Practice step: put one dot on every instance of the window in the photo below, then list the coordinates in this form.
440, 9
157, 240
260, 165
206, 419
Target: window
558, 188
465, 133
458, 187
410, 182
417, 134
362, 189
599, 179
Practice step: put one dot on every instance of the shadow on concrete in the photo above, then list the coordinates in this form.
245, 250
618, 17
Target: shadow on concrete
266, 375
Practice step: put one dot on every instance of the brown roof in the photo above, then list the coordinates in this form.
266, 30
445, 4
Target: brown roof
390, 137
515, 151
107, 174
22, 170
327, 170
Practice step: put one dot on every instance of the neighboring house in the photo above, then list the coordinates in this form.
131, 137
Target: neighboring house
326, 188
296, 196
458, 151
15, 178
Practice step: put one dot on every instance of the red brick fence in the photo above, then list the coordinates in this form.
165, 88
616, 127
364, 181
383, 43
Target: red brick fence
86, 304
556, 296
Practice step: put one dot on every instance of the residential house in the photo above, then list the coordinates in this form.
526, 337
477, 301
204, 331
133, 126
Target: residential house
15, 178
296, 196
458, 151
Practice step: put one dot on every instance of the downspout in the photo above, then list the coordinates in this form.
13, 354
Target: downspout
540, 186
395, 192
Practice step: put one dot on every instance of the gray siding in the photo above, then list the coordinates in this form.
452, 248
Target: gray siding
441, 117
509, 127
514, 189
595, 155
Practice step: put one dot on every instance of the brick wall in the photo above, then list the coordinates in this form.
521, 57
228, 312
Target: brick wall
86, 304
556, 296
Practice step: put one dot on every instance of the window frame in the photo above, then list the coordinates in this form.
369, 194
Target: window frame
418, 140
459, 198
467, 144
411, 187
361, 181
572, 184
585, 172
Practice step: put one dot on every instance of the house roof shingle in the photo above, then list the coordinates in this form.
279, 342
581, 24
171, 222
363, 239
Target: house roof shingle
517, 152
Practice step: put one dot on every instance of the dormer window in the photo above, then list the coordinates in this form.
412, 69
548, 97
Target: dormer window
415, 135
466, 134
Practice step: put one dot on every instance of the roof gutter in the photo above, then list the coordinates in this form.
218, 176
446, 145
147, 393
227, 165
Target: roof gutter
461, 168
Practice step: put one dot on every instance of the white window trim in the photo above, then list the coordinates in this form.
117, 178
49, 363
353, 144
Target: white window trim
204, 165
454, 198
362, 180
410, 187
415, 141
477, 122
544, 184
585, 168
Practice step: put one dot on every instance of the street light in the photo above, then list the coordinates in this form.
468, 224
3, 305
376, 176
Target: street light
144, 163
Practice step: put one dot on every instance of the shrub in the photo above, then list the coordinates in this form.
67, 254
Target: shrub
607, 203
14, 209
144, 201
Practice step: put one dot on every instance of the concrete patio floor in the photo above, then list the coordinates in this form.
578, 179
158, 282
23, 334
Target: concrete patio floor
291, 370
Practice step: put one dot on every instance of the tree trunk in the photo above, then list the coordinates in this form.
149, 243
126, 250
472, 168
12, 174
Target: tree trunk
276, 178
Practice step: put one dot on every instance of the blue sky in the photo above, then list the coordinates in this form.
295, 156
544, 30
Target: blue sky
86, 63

■ ■ ■ ■ ■ ■ ■

# Try it
Repeat the listing. Keep each line precisely as shown.

# Written response
Practice step: put one dot on every instance of the window in the photo below, then list the coordinates in this form.
440, 9
157, 240
260, 165
206, 419
Target: window
558, 188
465, 133
458, 187
410, 182
417, 134
362, 189
599, 179
Practice step: put one dot on every instance of the shadow on concrete in the photo above, then list the coordinates in this form.
245, 250
618, 17
Target: shadow on concrete
266, 375
Practice step: put one dot on every instance of the brown roof in the photo above, then list the coordinates in this form.
266, 30
445, 4
Target: brown roof
390, 137
515, 151
107, 174
22, 170
327, 170
Practice step: put one dot on every instance of the neighboring house in the photo above, then list the coordinates in this form.
131, 137
Target: neighboring house
326, 188
296, 196
458, 151
15, 178
Practice step: put one dot on every instance of the red brick fence in the photo above, then list the coordinates in this form.
165, 88
616, 127
364, 181
383, 43
Target: red brick fence
86, 304
556, 296
Practice step: put one dot on every instance of the residential house in the photo above, then list the coordinates in this form.
526, 337
477, 301
204, 331
133, 126
Target: residential house
15, 178
296, 196
458, 151
Practice step: put one dot on every instance of the downspout in the photo above, then list the coordinates in this form.
13, 354
Target: downspout
540, 186
395, 192
Practice step: put one dot on every instance of the gray siding in the photo above, then list the coordinates in this form.
452, 248
Target: gray siding
441, 117
509, 127
514, 189
595, 155
Practice step: put one dot on every instance of the brick wall in the photo above, then list the coordinates in this form.
521, 57
228, 312
Target: brick wall
86, 304
556, 296
Practice step: put one dot on every instance of the window frame in the photo above, then list the coordinates in this form.
369, 194
Target: window frame
418, 140
459, 198
467, 144
411, 187
361, 181
572, 184
585, 172
Practice step: put one dot on every instance of the house roof shingle in the photo above, then list the coordinates in this form.
279, 342
581, 24
171, 222
363, 239
Target: house roof shingle
517, 152
Practice step: put one dot on every instance of the dormer window in the photo above, then list the coordinates in this form.
412, 69
548, 97
Target: dormer window
415, 135
466, 134
Practice step: put one dot on every instance of the roof gutter in the photo above, then list the coordinates in this form.
218, 176
446, 145
147, 393
227, 165
Target: roof gutter
461, 168
Practice step: put one dot on every instance of the white window trim in the photo above, then list the coordinates in this form.
117, 178
49, 363
353, 144
Target: white window trim
204, 165
454, 198
362, 180
410, 187
415, 141
477, 122
544, 184
585, 168
Practice step: put one dot on every instance of the street light in the photo above, then list the coordinates in this form.
468, 224
3, 305
376, 176
Target: street light
144, 163
Practice step: put one dot on every instance of the shrub in the photo above, then list the coordinates in this form.
67, 254
Target: shrub
607, 203
14, 209
144, 201
Practice step: put one dot on every instance of the concrete patio floor in the photo above, then list the coordinates in this form.
578, 179
158, 282
23, 334
Target: concrete patio floor
291, 370
Practice step: put one dot on every instance of the tree trunk in the photo above, then list the coordinates in this form.
149, 243
126, 250
472, 168
12, 174
Target: tree trunk
276, 178
Practice step: put one dot on every instance of the blue sky in the photo above, then list the coordinates in this form.
295, 156
544, 30
Target: blue sky
86, 63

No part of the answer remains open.